Reading text
===

Former Bear Greg Olsen randomly walks into marriage proposal, catches whole thing on video

Scenario: you're walking down the street and randomly walk into a marriage proposal. What do you do?

For former Bear and current Carolina Panthers tight end Greg Olsen, the answer was to capture the magical moment on video. 

Olsen was in Nashville this week to give a keynote speech at a healthcare conference. While walking back to his hotel on Thursday, he randomly stumbled into a marriage proposal. His first response: hit record on his phone and capture the whole thing on video.

"Did she say yes? I got it on video, dude," Olsen said emphatically. "I'm going to send it to you!

"She said yes and I got it all on video, and you don't even know me, but I'm going to send it to you."

The couple, according to the Panthers, is Max Harvat and Brooke Hartranft. The two were visiting Nashville for the week, but Harvat didn't necessarily plan the proposal. It was as much of a sporadic moment for him as it was random for Olsen.

"Oh my god, you're my hero," Harvat said to Olsen after the proposal.

===

Written exercise A
Reproduce the records verbatim, from the line containing "[tag] pile of straw (a dot for each instance)" through the end of the records.
The article and the records that follow it are unrelated to each other.

Data provided

===

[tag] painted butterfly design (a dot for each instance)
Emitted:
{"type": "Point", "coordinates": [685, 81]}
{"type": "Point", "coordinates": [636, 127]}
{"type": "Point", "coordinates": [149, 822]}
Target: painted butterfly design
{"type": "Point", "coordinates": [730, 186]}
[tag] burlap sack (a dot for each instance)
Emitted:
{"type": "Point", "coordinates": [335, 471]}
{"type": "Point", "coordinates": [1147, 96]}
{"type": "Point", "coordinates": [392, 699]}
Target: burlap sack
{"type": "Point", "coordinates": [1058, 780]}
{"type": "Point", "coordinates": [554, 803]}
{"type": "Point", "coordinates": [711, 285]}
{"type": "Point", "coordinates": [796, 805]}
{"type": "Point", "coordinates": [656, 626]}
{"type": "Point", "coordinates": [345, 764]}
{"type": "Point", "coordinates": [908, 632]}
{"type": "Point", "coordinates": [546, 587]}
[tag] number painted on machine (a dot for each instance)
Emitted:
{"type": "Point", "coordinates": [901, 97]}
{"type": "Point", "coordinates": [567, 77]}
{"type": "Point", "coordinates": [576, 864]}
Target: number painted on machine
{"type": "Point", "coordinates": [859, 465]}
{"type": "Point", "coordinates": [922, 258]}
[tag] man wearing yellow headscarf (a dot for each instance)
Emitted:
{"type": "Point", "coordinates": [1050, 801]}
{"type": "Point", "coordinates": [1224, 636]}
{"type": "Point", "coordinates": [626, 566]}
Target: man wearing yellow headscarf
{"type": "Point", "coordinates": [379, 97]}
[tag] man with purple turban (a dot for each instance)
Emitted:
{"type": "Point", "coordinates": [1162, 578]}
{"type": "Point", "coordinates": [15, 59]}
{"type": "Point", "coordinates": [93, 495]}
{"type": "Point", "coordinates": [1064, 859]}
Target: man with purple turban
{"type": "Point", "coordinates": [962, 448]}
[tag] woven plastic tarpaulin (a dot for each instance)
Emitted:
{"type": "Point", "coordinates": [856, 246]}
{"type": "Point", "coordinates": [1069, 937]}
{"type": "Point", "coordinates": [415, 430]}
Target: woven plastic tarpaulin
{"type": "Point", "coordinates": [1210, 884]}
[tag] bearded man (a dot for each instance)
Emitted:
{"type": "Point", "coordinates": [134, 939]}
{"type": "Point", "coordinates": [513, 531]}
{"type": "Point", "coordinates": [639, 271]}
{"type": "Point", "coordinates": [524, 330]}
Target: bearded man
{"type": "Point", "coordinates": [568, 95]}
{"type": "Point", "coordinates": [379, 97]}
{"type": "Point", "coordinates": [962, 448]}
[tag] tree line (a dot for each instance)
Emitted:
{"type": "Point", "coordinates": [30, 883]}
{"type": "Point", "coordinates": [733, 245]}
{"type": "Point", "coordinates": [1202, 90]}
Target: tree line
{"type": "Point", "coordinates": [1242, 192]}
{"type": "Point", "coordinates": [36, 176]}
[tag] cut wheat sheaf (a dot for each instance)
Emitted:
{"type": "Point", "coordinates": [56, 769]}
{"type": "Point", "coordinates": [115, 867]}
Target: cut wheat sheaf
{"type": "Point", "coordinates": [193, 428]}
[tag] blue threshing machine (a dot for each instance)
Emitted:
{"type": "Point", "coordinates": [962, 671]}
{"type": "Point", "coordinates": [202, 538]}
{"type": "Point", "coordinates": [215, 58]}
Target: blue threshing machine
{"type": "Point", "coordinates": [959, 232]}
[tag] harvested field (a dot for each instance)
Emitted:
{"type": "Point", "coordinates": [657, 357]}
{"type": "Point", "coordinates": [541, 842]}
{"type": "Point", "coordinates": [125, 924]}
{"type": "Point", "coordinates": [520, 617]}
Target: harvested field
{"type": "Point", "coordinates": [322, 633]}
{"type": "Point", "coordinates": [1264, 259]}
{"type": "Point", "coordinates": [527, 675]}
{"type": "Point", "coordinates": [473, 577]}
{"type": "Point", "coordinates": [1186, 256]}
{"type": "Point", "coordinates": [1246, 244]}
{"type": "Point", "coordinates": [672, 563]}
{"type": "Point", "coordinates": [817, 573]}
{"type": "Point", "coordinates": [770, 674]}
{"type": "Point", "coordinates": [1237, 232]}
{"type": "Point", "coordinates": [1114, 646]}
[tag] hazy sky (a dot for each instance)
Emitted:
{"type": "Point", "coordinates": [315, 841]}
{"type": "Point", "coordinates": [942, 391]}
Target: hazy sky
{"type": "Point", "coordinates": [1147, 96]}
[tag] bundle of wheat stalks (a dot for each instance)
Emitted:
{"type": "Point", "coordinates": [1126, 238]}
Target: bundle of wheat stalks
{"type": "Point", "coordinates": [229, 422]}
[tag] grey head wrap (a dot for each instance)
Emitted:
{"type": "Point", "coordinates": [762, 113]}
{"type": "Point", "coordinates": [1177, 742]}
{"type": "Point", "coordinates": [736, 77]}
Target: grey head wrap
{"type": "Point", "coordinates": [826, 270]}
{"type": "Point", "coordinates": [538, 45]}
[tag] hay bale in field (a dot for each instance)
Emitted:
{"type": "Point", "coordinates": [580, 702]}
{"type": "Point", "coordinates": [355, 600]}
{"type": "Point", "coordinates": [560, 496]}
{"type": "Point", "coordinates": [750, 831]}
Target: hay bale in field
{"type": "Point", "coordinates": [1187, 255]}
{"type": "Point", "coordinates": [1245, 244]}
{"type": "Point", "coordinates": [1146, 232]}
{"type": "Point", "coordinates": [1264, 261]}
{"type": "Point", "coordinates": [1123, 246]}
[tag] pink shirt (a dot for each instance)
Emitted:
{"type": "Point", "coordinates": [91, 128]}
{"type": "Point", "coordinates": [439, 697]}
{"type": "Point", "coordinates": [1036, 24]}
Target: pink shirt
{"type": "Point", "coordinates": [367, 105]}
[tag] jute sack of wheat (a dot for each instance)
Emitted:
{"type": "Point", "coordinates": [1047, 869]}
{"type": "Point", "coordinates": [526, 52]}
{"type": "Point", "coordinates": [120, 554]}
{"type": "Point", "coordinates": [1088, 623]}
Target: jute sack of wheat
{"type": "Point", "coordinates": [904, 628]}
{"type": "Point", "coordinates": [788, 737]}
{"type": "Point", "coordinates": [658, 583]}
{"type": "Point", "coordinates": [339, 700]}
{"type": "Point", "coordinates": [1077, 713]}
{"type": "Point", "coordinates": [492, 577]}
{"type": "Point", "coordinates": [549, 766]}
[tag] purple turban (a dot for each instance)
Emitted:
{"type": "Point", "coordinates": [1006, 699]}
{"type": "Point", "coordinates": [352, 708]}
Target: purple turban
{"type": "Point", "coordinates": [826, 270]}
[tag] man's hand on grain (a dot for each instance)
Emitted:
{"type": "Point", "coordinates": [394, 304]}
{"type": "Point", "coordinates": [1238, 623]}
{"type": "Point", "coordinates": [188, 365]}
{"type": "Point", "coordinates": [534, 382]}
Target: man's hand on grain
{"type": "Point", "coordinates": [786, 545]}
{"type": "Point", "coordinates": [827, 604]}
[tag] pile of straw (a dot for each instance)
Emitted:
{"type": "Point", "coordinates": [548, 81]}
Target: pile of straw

===

Written exercise B
Answer these questions about the Greg Olsen article:
(i) What brought Olsen to Nashville that week?
(ii) Which team does Olsen currently play for, and in what position?
(iii) According to the Panthers, who were the couple?

Exercise response A
[tag] pile of straw (a dot for each instance)
Emitted:
{"type": "Point", "coordinates": [548, 81]}
Target: pile of straw

Exercise response B
(i) He was there to give a keynote speech at a healthcare conference.
(ii) He plays tight end for the Carolina Panthers.
(iii) Max Harvat and Brooke Hartranft.